EXTRACTED INFORMATION:
☆ ☆ ☆ ☆ ☆ ☆ ☆

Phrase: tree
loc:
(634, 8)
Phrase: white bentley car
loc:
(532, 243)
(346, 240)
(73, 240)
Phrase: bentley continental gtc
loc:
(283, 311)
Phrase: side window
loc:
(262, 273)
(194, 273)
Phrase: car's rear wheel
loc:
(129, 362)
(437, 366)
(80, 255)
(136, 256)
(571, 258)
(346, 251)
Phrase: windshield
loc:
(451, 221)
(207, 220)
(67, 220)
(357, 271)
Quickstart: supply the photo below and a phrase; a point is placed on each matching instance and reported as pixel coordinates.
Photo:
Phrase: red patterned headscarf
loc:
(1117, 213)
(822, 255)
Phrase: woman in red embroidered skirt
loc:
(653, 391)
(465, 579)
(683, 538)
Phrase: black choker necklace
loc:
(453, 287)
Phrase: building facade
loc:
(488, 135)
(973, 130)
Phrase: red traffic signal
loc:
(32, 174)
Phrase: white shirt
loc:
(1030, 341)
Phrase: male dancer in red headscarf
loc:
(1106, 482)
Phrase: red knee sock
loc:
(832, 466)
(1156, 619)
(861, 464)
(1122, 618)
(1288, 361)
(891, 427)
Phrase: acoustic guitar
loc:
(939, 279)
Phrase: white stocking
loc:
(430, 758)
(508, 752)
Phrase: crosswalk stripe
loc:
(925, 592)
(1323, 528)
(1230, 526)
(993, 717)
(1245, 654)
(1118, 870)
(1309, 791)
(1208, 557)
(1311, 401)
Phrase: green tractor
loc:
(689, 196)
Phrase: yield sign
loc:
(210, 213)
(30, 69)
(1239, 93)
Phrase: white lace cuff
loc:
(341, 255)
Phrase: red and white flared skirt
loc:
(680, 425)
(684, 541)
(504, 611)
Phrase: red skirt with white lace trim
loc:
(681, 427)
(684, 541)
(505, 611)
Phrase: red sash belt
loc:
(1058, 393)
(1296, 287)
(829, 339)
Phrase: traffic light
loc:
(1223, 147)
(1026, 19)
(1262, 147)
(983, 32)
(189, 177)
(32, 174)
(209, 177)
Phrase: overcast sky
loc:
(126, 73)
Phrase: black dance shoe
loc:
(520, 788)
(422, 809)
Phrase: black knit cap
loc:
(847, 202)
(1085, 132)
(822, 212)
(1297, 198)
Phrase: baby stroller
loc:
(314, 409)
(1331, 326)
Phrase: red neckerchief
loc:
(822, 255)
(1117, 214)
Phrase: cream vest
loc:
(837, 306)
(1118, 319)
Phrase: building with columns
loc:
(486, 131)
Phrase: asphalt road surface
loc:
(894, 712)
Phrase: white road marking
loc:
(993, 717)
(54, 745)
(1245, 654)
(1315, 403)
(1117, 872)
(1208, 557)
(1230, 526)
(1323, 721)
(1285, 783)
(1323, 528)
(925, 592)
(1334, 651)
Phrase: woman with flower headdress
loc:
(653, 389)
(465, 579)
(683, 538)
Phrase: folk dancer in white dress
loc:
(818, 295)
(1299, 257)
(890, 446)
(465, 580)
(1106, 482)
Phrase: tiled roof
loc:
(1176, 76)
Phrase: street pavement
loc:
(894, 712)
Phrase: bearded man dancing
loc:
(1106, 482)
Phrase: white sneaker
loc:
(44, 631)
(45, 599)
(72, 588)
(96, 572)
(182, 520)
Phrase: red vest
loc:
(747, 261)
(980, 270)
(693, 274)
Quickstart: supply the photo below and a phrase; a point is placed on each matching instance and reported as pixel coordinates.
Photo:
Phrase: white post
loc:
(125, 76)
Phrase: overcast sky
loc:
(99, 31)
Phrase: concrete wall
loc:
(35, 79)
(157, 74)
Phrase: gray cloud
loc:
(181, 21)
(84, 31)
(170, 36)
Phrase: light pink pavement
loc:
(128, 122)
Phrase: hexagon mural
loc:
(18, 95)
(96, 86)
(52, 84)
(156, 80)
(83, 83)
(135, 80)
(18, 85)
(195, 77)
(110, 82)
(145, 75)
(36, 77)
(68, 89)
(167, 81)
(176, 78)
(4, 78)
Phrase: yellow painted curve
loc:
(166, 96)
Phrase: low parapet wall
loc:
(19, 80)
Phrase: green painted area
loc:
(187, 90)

☆ ☆ ☆ ☆ ☆ ☆ ☆

SHORT PROBLEM: Revise the rows above by changing every "loc" to "points", with everything else unchanged.

CORRECT OUTPUT:
Phrase: tree
points:
(634, 8)
Phrase: white bentley car
points:
(532, 243)
(346, 240)
(73, 240)
Phrase: bentley continental gtc
points:
(283, 311)
Phrase: side window
points:
(262, 273)
(194, 273)
Phrase: car's rear wheel
points:
(129, 362)
(437, 366)
(80, 255)
(136, 256)
(571, 258)
(346, 251)
Phrase: windshield
points:
(451, 221)
(207, 220)
(67, 220)
(357, 271)
Quickstart: supply the photo below and a phrase; a point is placed on each matching instance and reported as pixel coordinates.
Photo:
Phrase: red patterned headscarf
points:
(1117, 213)
(822, 255)
Phrase: woman in red embroidered skirt
points:
(653, 391)
(465, 579)
(683, 538)
Phrase: black choker necklace
points:
(453, 287)
Phrase: building facade
points:
(488, 135)
(973, 130)
Phrase: red traffic signal
points:
(32, 174)
Phrase: white shirt
points:
(1030, 341)
Phrase: male dancer in red headscarf
points:
(1106, 482)
Phrase: red knee sock
points:
(832, 466)
(1156, 619)
(861, 464)
(1122, 618)
(1288, 361)
(891, 427)
Phrase: acoustic guitar
points:
(939, 279)
Phrase: white stocking
points:
(430, 758)
(508, 752)
Phrase: crosswalk stripe
points:
(925, 592)
(1323, 528)
(1230, 526)
(993, 717)
(1245, 654)
(1118, 870)
(1309, 791)
(1208, 557)
(1311, 401)
Phrase: green tractor
points:
(689, 196)
Phrase: yield sign
points:
(210, 213)
(30, 69)
(1239, 93)
Phrase: white lace cuff
points:
(341, 255)
Phrase: red and white flared skirt
points:
(680, 425)
(684, 541)
(504, 611)
Phrase: red skirt with white lace trim
points:
(681, 427)
(684, 541)
(505, 611)
Phrase: red sash belt
points:
(1058, 393)
(1296, 287)
(829, 339)
Phrase: traffic light
points:
(1223, 147)
(1026, 19)
(1262, 147)
(983, 32)
(189, 177)
(32, 174)
(209, 177)
Phrase: overcast sky
points:
(126, 73)
Phrase: black dance shoe
points:
(520, 788)
(422, 809)
Phrase: black knit cap
points:
(847, 202)
(1085, 132)
(822, 212)
(1297, 198)
Phrase: baby stroller
points:
(314, 409)
(1331, 326)
Phrase: red neckerchief
points:
(822, 255)
(1117, 214)
Phrase: cream vest
points:
(837, 306)
(1118, 319)
Phrase: building with columns
points:
(486, 131)
Phrase: asphalt road surface
points:
(894, 712)
Phrase: white road marking
points:
(993, 717)
(54, 745)
(1245, 654)
(1315, 403)
(1117, 872)
(1208, 557)
(1230, 526)
(1323, 721)
(1285, 783)
(1323, 528)
(925, 592)
(1334, 651)
Phrase: woman with flower headdress
points:
(653, 389)
(465, 579)
(683, 538)
Phrase: folk dancer in white dress
points:
(818, 295)
(1299, 257)
(890, 446)
(465, 580)
(1106, 482)
Phrase: tiled roof
points:
(1176, 76)
Phrase: street pavement
points:
(894, 712)
Phrase: bearded man dancing
points:
(1106, 482)
Phrase: white sneaker
points:
(44, 631)
(45, 599)
(72, 588)
(96, 572)
(182, 520)
Phrase: red vest
points:
(747, 261)
(980, 270)
(693, 274)
Quickstart: supply the photo below and a phrase; a point is placed on each matching instance and reported as pixel coordinates.
Photo:
Phrase: white post
points:
(125, 76)
Phrase: overcast sky
points:
(99, 31)
Phrase: concrete wall
points:
(35, 79)
(157, 74)
Phrase: gray cloud
points:
(181, 21)
(84, 31)
(170, 36)
Phrase: light pink pavement
points:
(128, 122)
Phrase: hexagon mural
points:
(18, 95)
(96, 86)
(52, 84)
(156, 80)
(83, 83)
(135, 80)
(18, 85)
(195, 77)
(110, 82)
(145, 75)
(36, 77)
(68, 89)
(167, 81)
(176, 78)
(4, 78)
Phrase: yellow painted curve
points:
(166, 96)
Phrase: low parapet wall
points:
(19, 80)
Phrase: green painted area
points:
(187, 90)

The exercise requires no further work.